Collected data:
========================

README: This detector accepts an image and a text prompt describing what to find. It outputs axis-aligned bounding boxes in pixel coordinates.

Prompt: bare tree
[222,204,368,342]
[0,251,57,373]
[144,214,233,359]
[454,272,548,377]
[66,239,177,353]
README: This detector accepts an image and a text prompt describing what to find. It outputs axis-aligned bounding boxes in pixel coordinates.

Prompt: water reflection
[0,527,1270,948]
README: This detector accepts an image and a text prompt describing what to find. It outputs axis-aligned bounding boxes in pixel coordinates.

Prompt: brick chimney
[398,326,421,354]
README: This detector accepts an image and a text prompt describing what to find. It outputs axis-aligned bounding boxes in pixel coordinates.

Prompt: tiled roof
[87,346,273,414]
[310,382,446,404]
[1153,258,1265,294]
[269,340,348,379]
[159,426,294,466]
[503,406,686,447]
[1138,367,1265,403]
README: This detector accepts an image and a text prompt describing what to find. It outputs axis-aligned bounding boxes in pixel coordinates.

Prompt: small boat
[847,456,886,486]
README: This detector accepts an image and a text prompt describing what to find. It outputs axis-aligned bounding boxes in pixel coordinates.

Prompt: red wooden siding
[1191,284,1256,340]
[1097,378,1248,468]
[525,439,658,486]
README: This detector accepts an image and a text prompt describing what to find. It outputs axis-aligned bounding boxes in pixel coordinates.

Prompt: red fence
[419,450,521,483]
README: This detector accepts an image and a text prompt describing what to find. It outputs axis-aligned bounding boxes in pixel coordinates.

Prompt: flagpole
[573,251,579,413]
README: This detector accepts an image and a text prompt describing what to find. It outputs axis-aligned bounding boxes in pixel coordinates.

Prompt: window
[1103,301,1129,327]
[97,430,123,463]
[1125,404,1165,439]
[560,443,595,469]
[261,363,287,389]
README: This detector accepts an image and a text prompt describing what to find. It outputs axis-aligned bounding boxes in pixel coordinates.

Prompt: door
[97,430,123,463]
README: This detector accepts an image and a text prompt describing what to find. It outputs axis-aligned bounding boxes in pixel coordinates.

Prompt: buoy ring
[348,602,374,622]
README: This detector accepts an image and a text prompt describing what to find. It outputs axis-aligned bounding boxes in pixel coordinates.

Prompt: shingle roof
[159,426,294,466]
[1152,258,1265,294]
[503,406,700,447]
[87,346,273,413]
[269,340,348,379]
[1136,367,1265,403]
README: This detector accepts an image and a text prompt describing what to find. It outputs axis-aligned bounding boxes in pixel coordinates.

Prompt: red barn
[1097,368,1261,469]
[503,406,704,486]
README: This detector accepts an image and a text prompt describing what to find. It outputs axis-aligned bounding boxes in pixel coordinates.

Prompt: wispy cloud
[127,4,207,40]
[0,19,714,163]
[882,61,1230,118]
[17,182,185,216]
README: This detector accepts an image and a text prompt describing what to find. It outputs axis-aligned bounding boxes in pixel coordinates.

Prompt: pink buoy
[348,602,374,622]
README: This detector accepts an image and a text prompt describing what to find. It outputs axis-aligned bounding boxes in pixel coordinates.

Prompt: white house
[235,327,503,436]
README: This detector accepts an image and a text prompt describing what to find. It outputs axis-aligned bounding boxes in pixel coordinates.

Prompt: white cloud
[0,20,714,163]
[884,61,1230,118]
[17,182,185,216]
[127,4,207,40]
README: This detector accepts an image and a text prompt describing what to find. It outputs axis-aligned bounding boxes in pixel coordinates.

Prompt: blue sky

========================

**Requirements**: Can you print the rows from the very first line through the line containing "[525,439,658,486]", unchanged, with both of those lines included and nothing after them?

**Result of the exercise**:
README: This detector accepts an image and a text prompt describing what to find. It outputs axis-aligned bounding boxes in pixel coordinates.

Prompt: bare tree
[222,204,368,342]
[0,251,57,373]
[144,214,233,359]
[454,272,548,377]
[66,239,177,353]
README: This detector accepts an image and a text prompt describing what to find. It outputs axis-aligned bounding boxes in pixel coordinates.

Prompt: water reflection
[0,527,1270,948]
README: This detector accepts an image and a text prompt describing what to find. It outputs axis-aligned bounding boxes in pixel coordinates.

Prompt: brick chimney
[398,326,421,354]
README: This detector accepts an image and a text prompt describing what to find. It outputs axis-aligned bounding boxes in pixel coordinates.

Prompt: tiled roof
[87,346,273,414]
[310,382,446,404]
[1153,258,1265,294]
[269,340,348,379]
[159,426,294,466]
[503,406,686,447]
[1138,367,1265,403]
README: This detector accepts an image and a text prompt describing what to find. It outputs axis-aligned bounding boxes in pixel coordinates.

Prompt: small boat
[847,456,886,486]
README: This detector accepts an image and a text prompt describing what to find. It outputs axis-aligned bounding boxes in pixel coordinates.

Prompt: red wooden siding
[1191,284,1256,340]
[1097,378,1248,468]
[525,439,658,486]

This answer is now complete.